(Requirement):
Copy exactly the lines from the "If you could tag the badger's nose" line to the end, both included, and nothing else.

- - - - -

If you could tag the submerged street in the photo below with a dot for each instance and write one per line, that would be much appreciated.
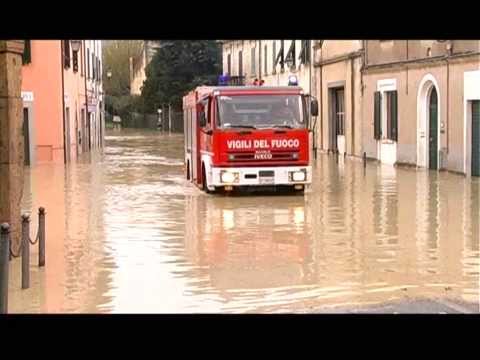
(126, 233)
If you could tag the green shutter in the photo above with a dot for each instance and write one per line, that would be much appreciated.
(394, 116)
(377, 120)
(27, 53)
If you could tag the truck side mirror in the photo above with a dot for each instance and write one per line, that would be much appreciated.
(314, 107)
(203, 119)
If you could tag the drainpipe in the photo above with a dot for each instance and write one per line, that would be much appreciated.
(406, 69)
(63, 103)
(321, 98)
(86, 93)
(259, 60)
(448, 105)
(310, 52)
(352, 97)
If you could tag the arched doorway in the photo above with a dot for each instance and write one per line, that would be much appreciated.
(433, 130)
(428, 118)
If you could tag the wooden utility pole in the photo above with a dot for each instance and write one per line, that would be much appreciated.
(11, 136)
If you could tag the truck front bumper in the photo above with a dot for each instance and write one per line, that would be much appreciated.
(261, 176)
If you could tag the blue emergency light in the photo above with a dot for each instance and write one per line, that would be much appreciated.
(223, 80)
(292, 80)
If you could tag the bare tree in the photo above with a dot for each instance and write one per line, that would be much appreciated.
(116, 55)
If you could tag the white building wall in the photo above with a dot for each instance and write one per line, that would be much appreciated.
(274, 76)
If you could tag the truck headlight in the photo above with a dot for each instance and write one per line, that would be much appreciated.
(298, 175)
(228, 177)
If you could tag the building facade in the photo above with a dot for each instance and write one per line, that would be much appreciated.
(58, 125)
(95, 100)
(421, 103)
(139, 64)
(412, 102)
(270, 60)
(337, 84)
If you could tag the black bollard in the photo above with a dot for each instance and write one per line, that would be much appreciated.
(41, 238)
(4, 251)
(25, 251)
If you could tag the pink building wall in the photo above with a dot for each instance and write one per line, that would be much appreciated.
(74, 90)
(43, 78)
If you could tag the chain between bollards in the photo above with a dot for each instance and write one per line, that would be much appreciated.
(25, 251)
(4, 262)
(41, 236)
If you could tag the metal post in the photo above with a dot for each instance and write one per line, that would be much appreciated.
(41, 236)
(4, 251)
(169, 118)
(25, 251)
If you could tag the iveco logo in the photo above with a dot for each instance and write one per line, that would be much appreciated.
(263, 155)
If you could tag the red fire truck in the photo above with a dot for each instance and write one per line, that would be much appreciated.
(248, 136)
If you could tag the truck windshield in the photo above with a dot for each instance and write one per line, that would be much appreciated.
(260, 111)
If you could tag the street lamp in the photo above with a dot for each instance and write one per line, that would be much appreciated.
(289, 61)
(76, 45)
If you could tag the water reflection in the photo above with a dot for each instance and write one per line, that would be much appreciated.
(126, 233)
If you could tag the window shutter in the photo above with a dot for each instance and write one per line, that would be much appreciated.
(377, 116)
(394, 116)
(66, 53)
(304, 56)
(291, 54)
(280, 58)
(27, 53)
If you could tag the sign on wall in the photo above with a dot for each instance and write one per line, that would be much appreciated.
(27, 96)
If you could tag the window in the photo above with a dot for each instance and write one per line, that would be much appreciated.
(339, 111)
(66, 53)
(390, 109)
(290, 58)
(280, 57)
(88, 63)
(274, 56)
(229, 64)
(240, 63)
(252, 62)
(391, 97)
(98, 69)
(27, 53)
(81, 60)
(304, 56)
(93, 66)
(75, 61)
(265, 69)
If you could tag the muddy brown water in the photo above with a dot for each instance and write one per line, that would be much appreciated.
(127, 233)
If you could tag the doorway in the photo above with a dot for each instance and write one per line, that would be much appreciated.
(337, 120)
(26, 137)
(476, 138)
(428, 120)
(433, 130)
(67, 134)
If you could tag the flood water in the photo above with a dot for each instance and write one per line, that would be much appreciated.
(127, 233)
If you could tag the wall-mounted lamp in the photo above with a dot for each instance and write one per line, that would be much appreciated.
(76, 45)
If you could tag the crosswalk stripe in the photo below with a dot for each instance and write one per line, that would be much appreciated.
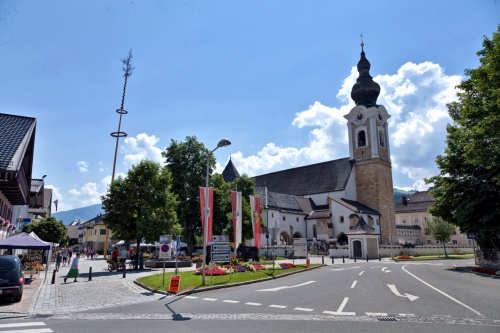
(34, 323)
(36, 330)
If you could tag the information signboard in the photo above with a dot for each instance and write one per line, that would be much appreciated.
(164, 251)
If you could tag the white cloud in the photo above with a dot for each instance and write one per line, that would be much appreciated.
(141, 148)
(416, 97)
(83, 166)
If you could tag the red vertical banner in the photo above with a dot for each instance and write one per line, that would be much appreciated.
(210, 209)
(257, 222)
(255, 207)
(236, 213)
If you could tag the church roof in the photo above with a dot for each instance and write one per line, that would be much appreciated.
(284, 202)
(361, 228)
(311, 179)
(16, 133)
(365, 91)
(356, 206)
(230, 173)
(417, 202)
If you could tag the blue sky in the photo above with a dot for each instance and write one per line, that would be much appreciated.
(274, 77)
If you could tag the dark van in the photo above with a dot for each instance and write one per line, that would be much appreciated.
(11, 278)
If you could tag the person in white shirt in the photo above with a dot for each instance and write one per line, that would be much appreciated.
(123, 256)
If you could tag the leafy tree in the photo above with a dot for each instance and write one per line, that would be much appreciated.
(50, 230)
(467, 190)
(187, 162)
(441, 231)
(142, 205)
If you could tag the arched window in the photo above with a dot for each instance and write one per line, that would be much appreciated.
(361, 138)
(381, 138)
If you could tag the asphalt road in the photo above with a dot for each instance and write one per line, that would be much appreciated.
(357, 297)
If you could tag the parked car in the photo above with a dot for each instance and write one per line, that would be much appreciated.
(11, 278)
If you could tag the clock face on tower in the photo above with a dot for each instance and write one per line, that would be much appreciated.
(380, 119)
(360, 118)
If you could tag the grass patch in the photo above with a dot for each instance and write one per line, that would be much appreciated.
(190, 281)
(438, 257)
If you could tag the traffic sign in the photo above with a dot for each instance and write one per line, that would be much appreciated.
(164, 251)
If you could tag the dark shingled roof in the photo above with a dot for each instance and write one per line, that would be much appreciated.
(361, 228)
(284, 202)
(323, 177)
(411, 227)
(417, 202)
(356, 206)
(15, 135)
(230, 173)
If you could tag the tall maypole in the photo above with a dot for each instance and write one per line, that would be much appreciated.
(120, 134)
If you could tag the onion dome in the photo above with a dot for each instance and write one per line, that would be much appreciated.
(365, 91)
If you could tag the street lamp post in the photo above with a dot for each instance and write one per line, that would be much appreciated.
(390, 234)
(222, 143)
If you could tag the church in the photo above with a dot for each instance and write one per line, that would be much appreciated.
(345, 203)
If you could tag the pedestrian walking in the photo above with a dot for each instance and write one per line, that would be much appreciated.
(73, 271)
(58, 260)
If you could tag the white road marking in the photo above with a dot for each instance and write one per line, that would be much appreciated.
(443, 293)
(396, 292)
(303, 309)
(288, 287)
(340, 313)
(376, 314)
(34, 323)
(343, 269)
(36, 330)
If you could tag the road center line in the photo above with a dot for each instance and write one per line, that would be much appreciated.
(443, 293)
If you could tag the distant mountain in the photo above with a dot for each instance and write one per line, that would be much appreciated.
(89, 212)
(84, 213)
(399, 194)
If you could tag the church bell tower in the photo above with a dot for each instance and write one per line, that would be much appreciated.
(369, 147)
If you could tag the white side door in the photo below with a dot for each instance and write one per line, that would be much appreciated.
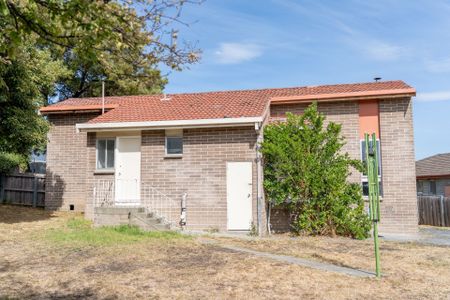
(128, 170)
(239, 195)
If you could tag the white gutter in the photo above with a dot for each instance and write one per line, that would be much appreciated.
(154, 125)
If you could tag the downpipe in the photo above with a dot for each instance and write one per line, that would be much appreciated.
(183, 211)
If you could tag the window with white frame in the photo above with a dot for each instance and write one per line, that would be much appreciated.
(365, 180)
(105, 153)
(174, 142)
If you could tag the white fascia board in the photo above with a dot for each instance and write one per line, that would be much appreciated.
(153, 125)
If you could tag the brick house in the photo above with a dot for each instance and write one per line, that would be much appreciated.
(433, 175)
(158, 151)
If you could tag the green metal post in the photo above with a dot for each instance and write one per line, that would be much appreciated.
(374, 193)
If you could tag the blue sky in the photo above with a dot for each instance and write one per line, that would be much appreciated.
(280, 43)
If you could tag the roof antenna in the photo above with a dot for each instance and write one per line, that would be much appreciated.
(165, 98)
(103, 96)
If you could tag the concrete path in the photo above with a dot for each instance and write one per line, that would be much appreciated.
(295, 260)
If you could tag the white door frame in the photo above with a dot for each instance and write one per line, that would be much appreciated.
(239, 185)
(116, 167)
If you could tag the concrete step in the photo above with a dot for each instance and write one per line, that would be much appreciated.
(117, 210)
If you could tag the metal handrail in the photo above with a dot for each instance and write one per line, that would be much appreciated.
(148, 197)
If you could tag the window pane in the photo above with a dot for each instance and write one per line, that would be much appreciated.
(101, 154)
(363, 156)
(110, 153)
(174, 145)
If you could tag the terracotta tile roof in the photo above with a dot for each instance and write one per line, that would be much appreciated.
(222, 104)
(434, 166)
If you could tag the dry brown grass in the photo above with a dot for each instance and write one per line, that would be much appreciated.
(33, 267)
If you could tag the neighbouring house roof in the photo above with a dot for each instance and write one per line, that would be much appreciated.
(434, 166)
(231, 105)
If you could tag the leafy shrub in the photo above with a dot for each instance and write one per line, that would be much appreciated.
(305, 171)
(10, 161)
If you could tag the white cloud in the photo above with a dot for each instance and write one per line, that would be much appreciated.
(438, 66)
(434, 96)
(234, 53)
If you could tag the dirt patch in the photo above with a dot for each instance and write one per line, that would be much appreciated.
(33, 268)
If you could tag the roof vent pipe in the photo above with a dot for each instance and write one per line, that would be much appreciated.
(165, 98)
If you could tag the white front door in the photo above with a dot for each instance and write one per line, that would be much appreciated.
(128, 170)
(239, 195)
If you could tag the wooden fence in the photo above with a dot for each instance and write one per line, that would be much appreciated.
(23, 189)
(434, 210)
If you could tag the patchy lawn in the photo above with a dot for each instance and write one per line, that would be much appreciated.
(59, 255)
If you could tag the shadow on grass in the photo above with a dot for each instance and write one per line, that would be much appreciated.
(79, 232)
(11, 214)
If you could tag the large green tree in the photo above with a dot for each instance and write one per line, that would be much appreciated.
(306, 171)
(23, 82)
(55, 49)
(123, 42)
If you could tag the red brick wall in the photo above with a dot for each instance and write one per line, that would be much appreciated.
(66, 162)
(399, 204)
(201, 172)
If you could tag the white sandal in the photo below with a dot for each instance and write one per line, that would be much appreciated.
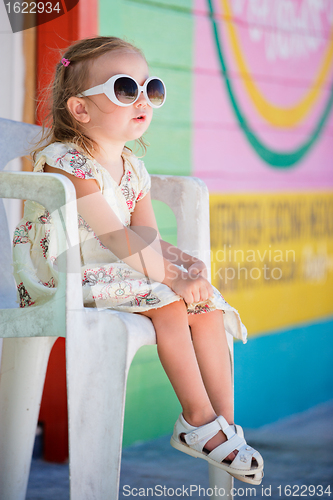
(193, 443)
(254, 478)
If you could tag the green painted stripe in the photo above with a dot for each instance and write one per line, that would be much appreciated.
(185, 7)
(270, 156)
(283, 373)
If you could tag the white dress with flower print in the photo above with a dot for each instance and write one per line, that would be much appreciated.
(107, 281)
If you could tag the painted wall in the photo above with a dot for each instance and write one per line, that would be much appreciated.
(249, 112)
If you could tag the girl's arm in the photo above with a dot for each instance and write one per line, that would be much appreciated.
(143, 215)
(129, 246)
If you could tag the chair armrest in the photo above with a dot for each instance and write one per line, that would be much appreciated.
(188, 197)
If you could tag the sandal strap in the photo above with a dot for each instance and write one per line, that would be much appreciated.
(223, 450)
(199, 436)
(243, 459)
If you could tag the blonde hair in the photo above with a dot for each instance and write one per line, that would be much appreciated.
(59, 124)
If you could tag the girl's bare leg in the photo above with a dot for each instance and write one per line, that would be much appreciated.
(183, 361)
(177, 355)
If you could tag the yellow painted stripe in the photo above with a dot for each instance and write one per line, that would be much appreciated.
(284, 117)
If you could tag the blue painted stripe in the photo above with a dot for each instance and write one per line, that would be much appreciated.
(280, 374)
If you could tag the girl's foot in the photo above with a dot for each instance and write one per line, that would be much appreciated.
(247, 464)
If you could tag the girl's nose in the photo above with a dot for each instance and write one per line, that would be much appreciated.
(141, 100)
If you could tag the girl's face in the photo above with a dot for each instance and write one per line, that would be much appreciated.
(107, 121)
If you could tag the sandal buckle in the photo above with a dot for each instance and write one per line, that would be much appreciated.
(193, 438)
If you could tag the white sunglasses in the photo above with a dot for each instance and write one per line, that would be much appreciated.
(123, 90)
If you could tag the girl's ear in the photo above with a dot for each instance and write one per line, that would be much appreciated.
(77, 107)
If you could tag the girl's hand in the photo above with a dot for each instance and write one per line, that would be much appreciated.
(193, 288)
(198, 267)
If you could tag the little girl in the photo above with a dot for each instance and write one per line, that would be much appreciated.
(103, 97)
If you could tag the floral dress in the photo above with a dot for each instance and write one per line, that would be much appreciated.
(107, 281)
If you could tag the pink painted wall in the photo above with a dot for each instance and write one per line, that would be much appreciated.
(283, 43)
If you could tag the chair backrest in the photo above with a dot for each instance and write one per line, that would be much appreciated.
(16, 140)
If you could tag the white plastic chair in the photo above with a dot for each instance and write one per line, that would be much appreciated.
(100, 345)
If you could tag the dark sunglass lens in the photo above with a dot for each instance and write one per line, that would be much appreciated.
(156, 92)
(125, 90)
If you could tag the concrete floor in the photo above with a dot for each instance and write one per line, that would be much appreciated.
(298, 451)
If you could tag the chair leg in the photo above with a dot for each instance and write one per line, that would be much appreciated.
(23, 368)
(96, 351)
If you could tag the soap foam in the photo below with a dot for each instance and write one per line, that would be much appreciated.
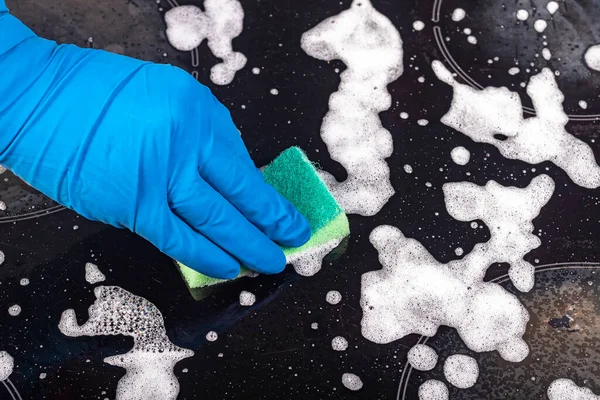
(522, 15)
(371, 47)
(149, 364)
(418, 25)
(352, 382)
(458, 14)
(7, 363)
(247, 299)
(422, 357)
(482, 114)
(414, 293)
(339, 343)
(14, 310)
(460, 155)
(433, 390)
(220, 23)
(566, 389)
(540, 25)
(461, 371)
(93, 274)
(592, 57)
(333, 297)
(552, 7)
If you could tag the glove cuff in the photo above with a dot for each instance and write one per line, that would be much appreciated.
(13, 32)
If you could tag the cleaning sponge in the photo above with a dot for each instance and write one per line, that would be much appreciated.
(295, 178)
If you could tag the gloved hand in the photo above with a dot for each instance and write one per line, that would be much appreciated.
(139, 145)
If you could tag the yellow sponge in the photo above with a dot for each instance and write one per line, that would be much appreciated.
(296, 179)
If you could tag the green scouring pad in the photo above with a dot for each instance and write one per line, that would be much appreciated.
(295, 178)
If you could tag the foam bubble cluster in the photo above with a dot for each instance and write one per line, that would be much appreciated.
(339, 343)
(14, 310)
(458, 14)
(433, 390)
(220, 23)
(93, 274)
(7, 363)
(461, 371)
(333, 297)
(422, 357)
(247, 299)
(484, 114)
(414, 293)
(371, 47)
(592, 57)
(460, 155)
(352, 382)
(149, 364)
(566, 389)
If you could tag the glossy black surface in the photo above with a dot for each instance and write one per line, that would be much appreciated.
(269, 350)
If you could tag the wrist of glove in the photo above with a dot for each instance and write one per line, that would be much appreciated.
(142, 146)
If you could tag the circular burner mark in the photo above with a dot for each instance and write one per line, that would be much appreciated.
(439, 38)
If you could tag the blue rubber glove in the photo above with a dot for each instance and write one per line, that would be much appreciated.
(142, 146)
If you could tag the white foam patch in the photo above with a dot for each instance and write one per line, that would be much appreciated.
(309, 262)
(333, 297)
(482, 114)
(247, 299)
(552, 7)
(414, 293)
(433, 390)
(458, 14)
(422, 357)
(592, 57)
(220, 23)
(149, 364)
(418, 25)
(352, 382)
(460, 155)
(339, 343)
(540, 25)
(93, 274)
(371, 47)
(566, 389)
(522, 15)
(7, 363)
(14, 310)
(461, 371)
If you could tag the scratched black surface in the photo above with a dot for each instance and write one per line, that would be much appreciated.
(269, 350)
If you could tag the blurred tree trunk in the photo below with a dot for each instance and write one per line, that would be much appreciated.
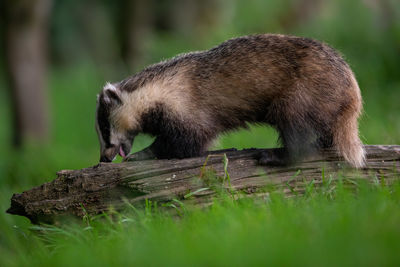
(25, 36)
(136, 26)
(196, 18)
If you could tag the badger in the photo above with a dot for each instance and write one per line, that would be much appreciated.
(301, 87)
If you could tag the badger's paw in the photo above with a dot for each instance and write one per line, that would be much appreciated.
(145, 154)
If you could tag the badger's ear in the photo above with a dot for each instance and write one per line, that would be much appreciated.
(111, 95)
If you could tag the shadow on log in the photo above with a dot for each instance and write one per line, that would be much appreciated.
(96, 189)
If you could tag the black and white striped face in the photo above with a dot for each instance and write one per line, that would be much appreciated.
(113, 140)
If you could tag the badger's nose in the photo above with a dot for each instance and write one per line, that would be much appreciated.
(105, 159)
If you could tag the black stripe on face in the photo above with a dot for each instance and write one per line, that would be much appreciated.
(103, 115)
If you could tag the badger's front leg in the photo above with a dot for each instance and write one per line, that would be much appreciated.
(144, 154)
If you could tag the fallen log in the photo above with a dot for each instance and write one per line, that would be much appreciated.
(110, 185)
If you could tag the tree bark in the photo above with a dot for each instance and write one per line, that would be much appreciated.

- - - - -

(Expected answer):
If you could tag the badger's nose in the photo above with a dot for each instance and write one per line, that would be much appreciated.
(105, 159)
If you could tag the black stripe on face in the photo above with a dot for each instance and write one per line, that would be much appreciated.
(103, 115)
If you could tag the badger's front leg in the photo above with a dot for each instance and write one per line, that would be much appreciated.
(144, 154)
If you could tag the fallen log in the photo above with a dot for each instance and write one per line, that would be much appreciated.
(110, 185)
If you could tag the tree bark in the photo above with a dot for each instance and write one per line, that would be much appreciated.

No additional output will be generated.